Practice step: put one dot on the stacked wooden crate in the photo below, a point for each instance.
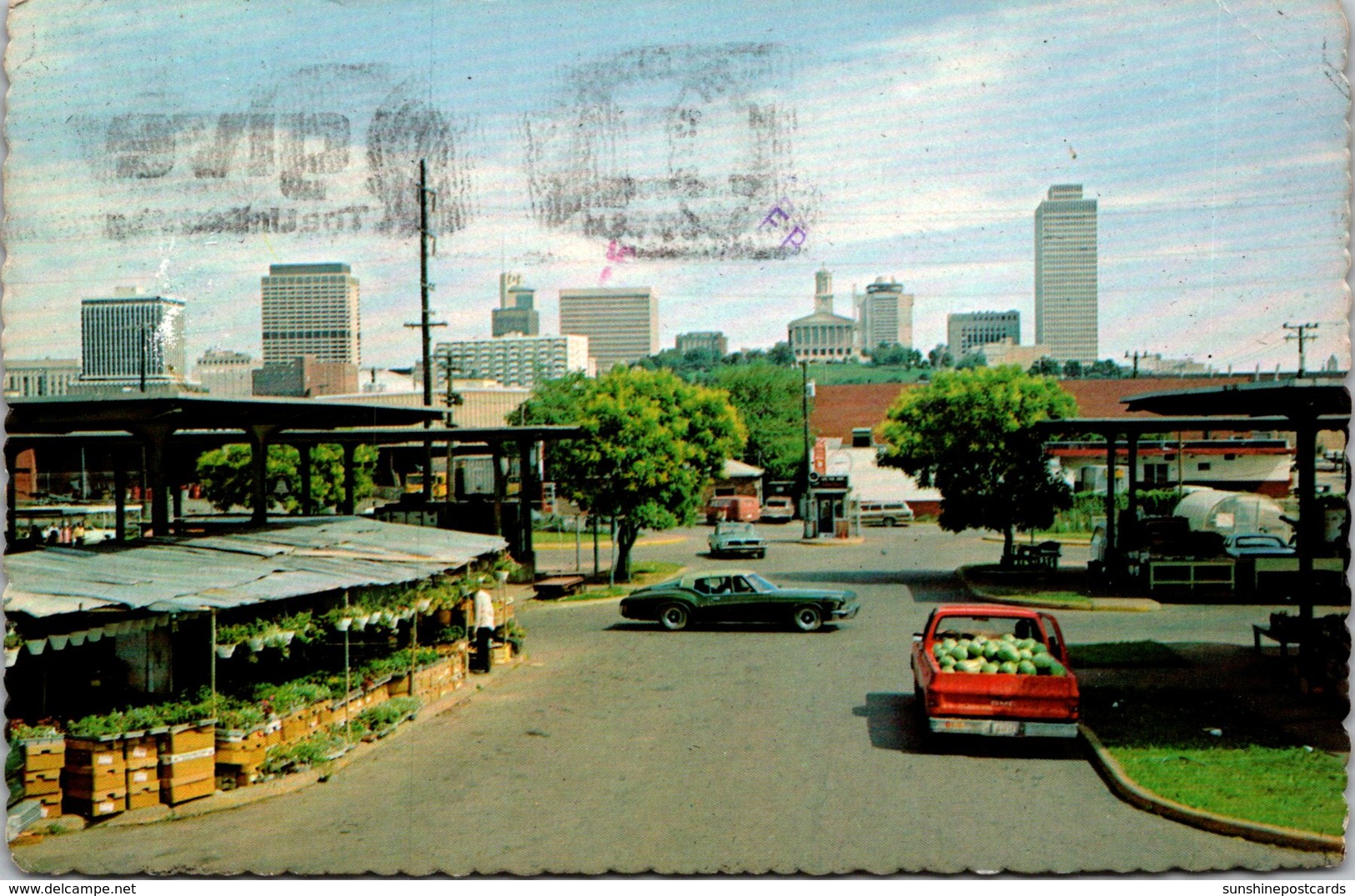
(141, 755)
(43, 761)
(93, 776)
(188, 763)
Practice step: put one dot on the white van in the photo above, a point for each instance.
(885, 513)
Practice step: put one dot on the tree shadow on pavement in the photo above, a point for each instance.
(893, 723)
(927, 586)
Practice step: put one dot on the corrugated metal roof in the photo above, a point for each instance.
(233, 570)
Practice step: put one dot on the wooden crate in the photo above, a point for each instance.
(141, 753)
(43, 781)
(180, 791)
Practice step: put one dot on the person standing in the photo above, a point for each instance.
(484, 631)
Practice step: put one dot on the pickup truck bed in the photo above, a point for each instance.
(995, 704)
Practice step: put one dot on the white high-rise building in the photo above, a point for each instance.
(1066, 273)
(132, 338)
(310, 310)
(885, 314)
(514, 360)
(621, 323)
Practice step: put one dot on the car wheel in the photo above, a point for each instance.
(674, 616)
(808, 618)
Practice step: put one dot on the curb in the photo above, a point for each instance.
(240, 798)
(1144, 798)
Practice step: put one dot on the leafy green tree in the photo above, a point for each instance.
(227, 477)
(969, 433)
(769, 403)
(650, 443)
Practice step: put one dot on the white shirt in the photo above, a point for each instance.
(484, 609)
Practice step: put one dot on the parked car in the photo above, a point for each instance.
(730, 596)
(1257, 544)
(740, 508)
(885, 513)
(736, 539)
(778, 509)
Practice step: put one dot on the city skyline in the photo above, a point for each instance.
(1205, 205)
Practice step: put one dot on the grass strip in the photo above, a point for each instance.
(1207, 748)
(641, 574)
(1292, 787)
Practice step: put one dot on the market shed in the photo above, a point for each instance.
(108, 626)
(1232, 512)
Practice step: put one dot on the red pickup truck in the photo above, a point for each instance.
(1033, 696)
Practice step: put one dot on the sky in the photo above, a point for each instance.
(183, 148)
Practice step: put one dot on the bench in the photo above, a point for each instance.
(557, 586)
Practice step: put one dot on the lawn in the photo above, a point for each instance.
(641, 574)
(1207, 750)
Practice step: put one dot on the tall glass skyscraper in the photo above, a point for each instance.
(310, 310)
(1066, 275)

▸ EXERCISE BRIEF: Retype all of the material above exactly, leaving out the picture.

▸ WRITTEN ANSWER:
Practice step: put one dot on the stacked wooden crate in the photo below, a point for each instance.
(141, 755)
(43, 761)
(93, 776)
(188, 763)
Practice step: put one dot on the white van in the photo above, a point for each instance.
(885, 513)
Practice step: put one dot on the tree shadow on pavement in the photo above, a point for each instance.
(893, 723)
(927, 586)
Practice step: put one dot on the corrugated metal roof in the photo above, a point for each instance.
(233, 570)
Practice step: put one dot on the wooden crate in the photo above, a point for each instance.
(141, 753)
(43, 781)
(180, 791)
Practice step: put one dot on the person standing in the photo above, a point for each instance.
(484, 631)
Practice step: put one dot on the pickup truck bed in the photo above, a point for each instance.
(995, 704)
Practice step: put one dot on the white high-rise building in the photo above, a point for each instance.
(1066, 273)
(132, 338)
(310, 310)
(885, 314)
(514, 360)
(621, 323)
Practice step: put one dot on the car wheel in the photo above, a point for each instance.
(674, 616)
(808, 618)
Practice step: put one dot on the curb in the photo above, a point for each instance.
(240, 798)
(1144, 798)
Practice step: put one dot on the leafy green tree in the photo above, a point for each instance.
(227, 477)
(969, 433)
(769, 403)
(650, 443)
Practice step: put one dot on the white shirt in the photo above, a point for each instance.
(484, 609)
Practice step: put one dot on the parked car in the photo above, a point for each instance.
(730, 596)
(1257, 544)
(740, 508)
(885, 513)
(736, 539)
(778, 509)
Practice step: put one dot on the city skyline in the photo above, a point for each instance.
(1205, 205)
Practice step: put one dot on the grass strip in the photo above, a point for each instance.
(1207, 748)
(641, 574)
(1292, 787)
Practice step: put one dot on the market shed in the photo above, a point for each instance.
(108, 626)
(1232, 512)
Practice step: put one dot on the red pickup truck in the photo above, a point for each instance.
(1033, 696)
Practice step: put one dot on the sky in the photo above, a point for each instance.
(183, 148)
Practice step: put one dot on the bench in the photo above, a point for each instance.
(557, 586)
Practice step: put one dot on the lawn in the photo above, a point for each instance.
(641, 574)
(1207, 750)
Practice step: put one dot on the tall glass skyscraper in the photo above, a point for each instance.
(310, 310)
(1066, 275)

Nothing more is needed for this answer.